So I had to try it.
“Special jelly drink” with carbs equal to “one rice ball,” plus stun chems. It was fucking gross!
Like chilled sweet cum globs with lumps of boogers. I almost wretched it right back up. Still…it did fill me and fuel me. I could prolly live on these alone, but it would be a putrid and nasty existence. I stuck to Black Boss (I had 5) for the rest of the day.
Just for variety…
…it was about what you’d expect: sweet, creamy with a slight chalkiness. Needs a…
How the fuck Tully’s became ubiquitous in Japan is beyond me. Still yummy cold black drum. Made me crap.
The trick, we heard is to buy energy drinks at the pharmacy, so whatever this is, its going down the hatch. Tastes like a orangey sweet vitamin pill, like ground up Flinstones vitamins. I thought it was so so, so I added a small coffee can…
“Boss is the Boss of them all,” signed, “Boss.” Just like the other but with milk and sugar.
First of all…I guess not all Yunkers are for partying. This one turned out to be a cold remedy that could potentially make me drowsy. FUCK THAT! Thanks to Eriko for saving me from my Yunker obsession. This remains in the box.
Breakfast cold coffee with a moustache, “Maxim Triplesso,” seemed like a sure fire hit, but was milky, sweet and weak. Neither maximum or triple or espresso….meh.
Hyper Liver! Looks perfect for my situation touring Japan. Tastes like a strawberry smoothie. Please work!
This little fucker…I forgot to photo it proper…Josey and I split it and it was potent. I guess it had like turtle shell, antlers, scorpion, snake and other boner inducing ingredients along with a shitload of uppers. We’ll never know since we split it and then I had….
…another Yunker product. Sweet like strawberries it was surprisingly not disgusting tasting. It is, however, weaker than the other Fine products in the brand line…which was reflected in its more economical pricing.
Another Japanese Coke product black coffee. I’m not sure what makes this one “European,” cuz it tastes like all the other cold canned coffees…not too bad.
After my morning coffee, I wanted to feel “Fine,” and Google Translate said this has “Quasi-drugs,” whatever the fuck that means…sounds good to me. Smells like cherry candy and tastes like a Jolly Rancher. Considering that I partied like a muthetfucker last night and ate beef tongue…I actually feel pretty fine. Weak…but nice.
Yunker C, another fine product in the Yunker line of e-drinks. Sweet and flat with a burn like sneezing soda up your nose. Super vitaminy, I feel pretty nice. I may need to invest in the Yunker company, it’s a winner.
….and it worked. I woke up and slammed this thing….
It was flavored like molasses, again, and had that underflavor of vitamin pill. Next thing I new I was jamming through medieval castles and zen gardens on 3 hrs sleep…sweating my ass off. Pretty good one, I’d say.

========

Problem set:
1 – From the Japanese drink reviews above, list the animal-derived ingredients that the drink split with Josey reportedly contained.
2 – Carry on the Japanese drink reviews above from the point where they end.

Material supplied:
========

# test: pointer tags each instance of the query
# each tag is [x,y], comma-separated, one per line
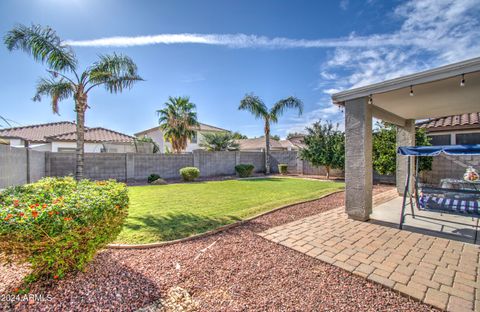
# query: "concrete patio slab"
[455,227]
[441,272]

========

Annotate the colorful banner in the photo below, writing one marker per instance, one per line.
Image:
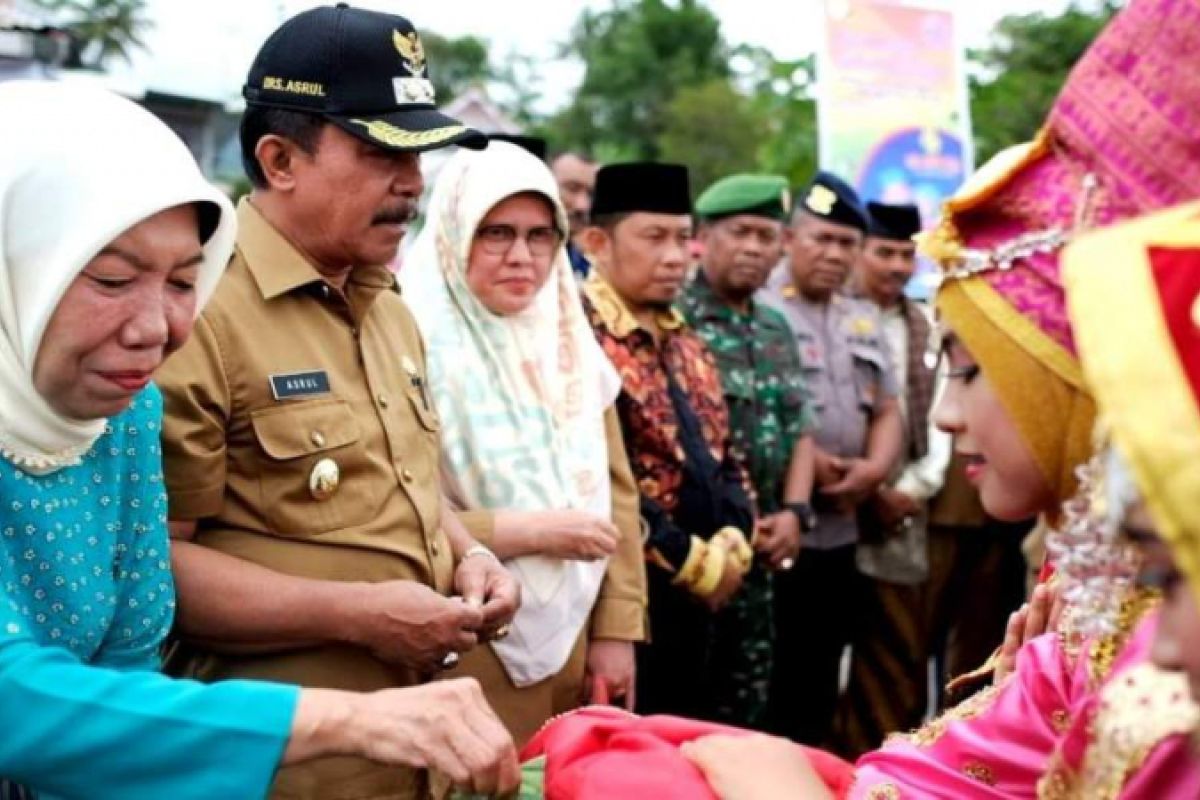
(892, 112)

========

Results:
1 – Turtle shell, antlers, scorpion, snake

2 –
The “feel” tasted like blueberry syrup and is basically B vitamins. I’m starting to flush and I feel pretty good. Not a big deal, though. I’ll add…
…Black Wonda. Yet another yummy cold black coffee drink. Now I’m ready to get in a van for 3 1/2 hrs…. Wait why did I do that? My face is prickly and flush. Time for more Japan!!!
The world’ most insane coffee machine. It shows you a video of the inside of the robot making you coffee. A robotic hand even screws on the lid. Wow!
Coffee tablet… Need I say more?
Three types of Black Black, stimulant gum…including Black Black HARD. The gum was so loaded with stim chems it felt like it burned the skin out of my mouth.
Another Yunker, slightly cheaper than last night’s Cadillac high, with a totally different flavor… Like a crushed vitamin pill soaked in lemon juice. Heavy gensing vibe with some weird fungal undertones. It did make me have to hang a duke almost immediately and I just jumped back at a shadow. I think I’m in for a good ride here. Washed it down with…
…more cold coffee from Mt Ranier brand. This one’s for Big Dave and Mike G.
Later, at the 3am after party, I downed this little dandy….it promised to prevent my next day’s hangover…..
Little can looked neat. Creamy sweet coffee. A child could enjoy this.
Yet another cold black coffee can. Mmmm.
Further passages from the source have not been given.